▶ CHALLENGE
Output every line of the listing below as a Markdown table with the columns Row and Line, skipping blank lines and leaving out the pictures.

Dataset items
__________________________________________________
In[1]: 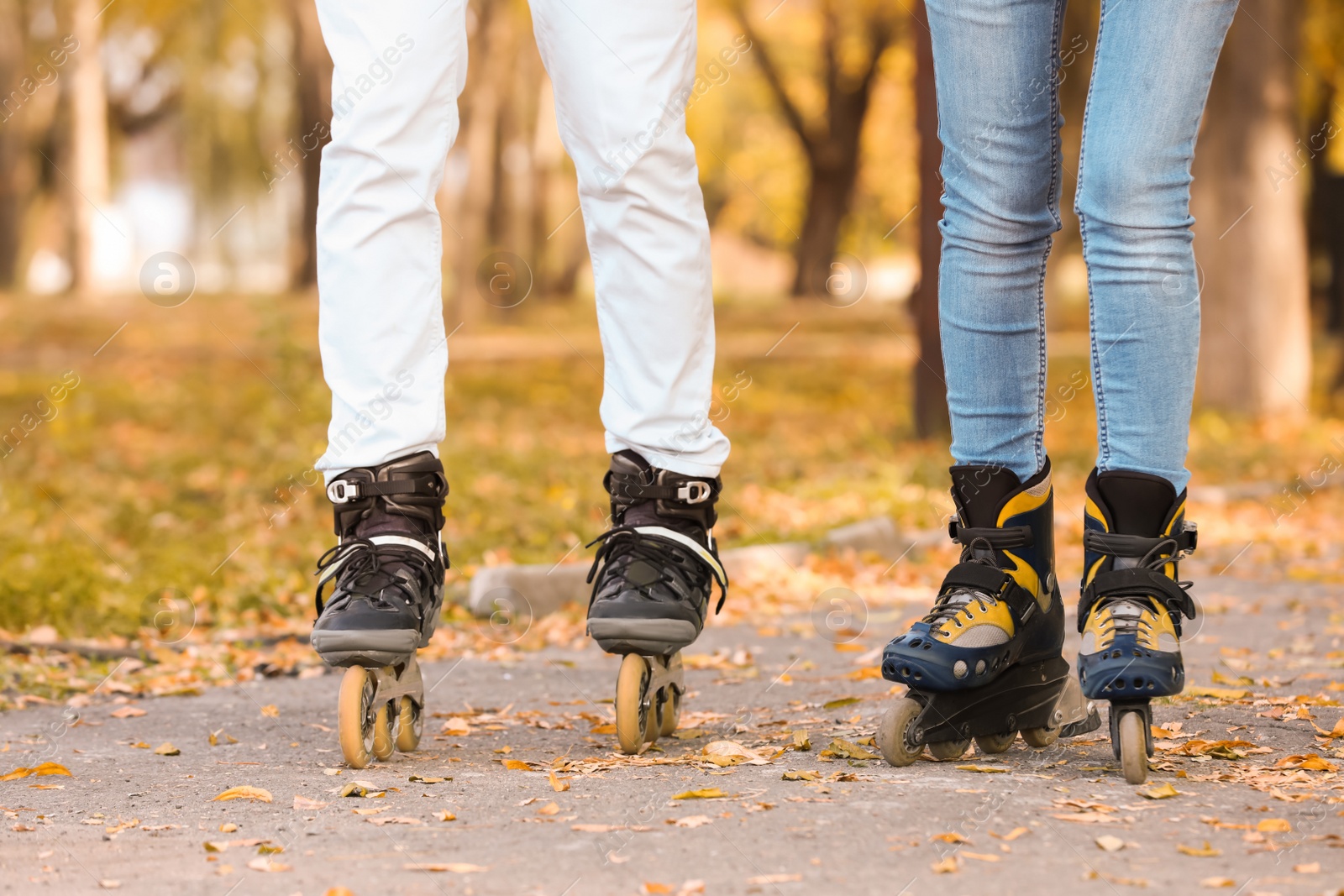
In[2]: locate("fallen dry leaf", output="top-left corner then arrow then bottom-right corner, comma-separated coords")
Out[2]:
672,815 -> 714,827
210,784 -> 271,804
0,762 -> 74,780
1138,782 -> 1180,799
929,856 -> 961,874
1176,840 -> 1223,858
__________________________________________________
▶ TASK RESPONSE
| Row | Line |
|---|---|
| 1 | In[1]:  |
| 2 | In[2]: locate("fallen dry leaf", output="top-left corner then arrow then bottom-right corner, comma-separated coords") |
| 3 | Out[2]: |
| 4 | 672,815 -> 714,827 |
| 5 | 210,784 -> 271,804 |
| 6 | 0,762 -> 74,780 |
| 7 | 1138,782 -> 1180,799 |
| 8 | 929,856 -> 961,874 |
| 9 | 1176,840 -> 1223,858 |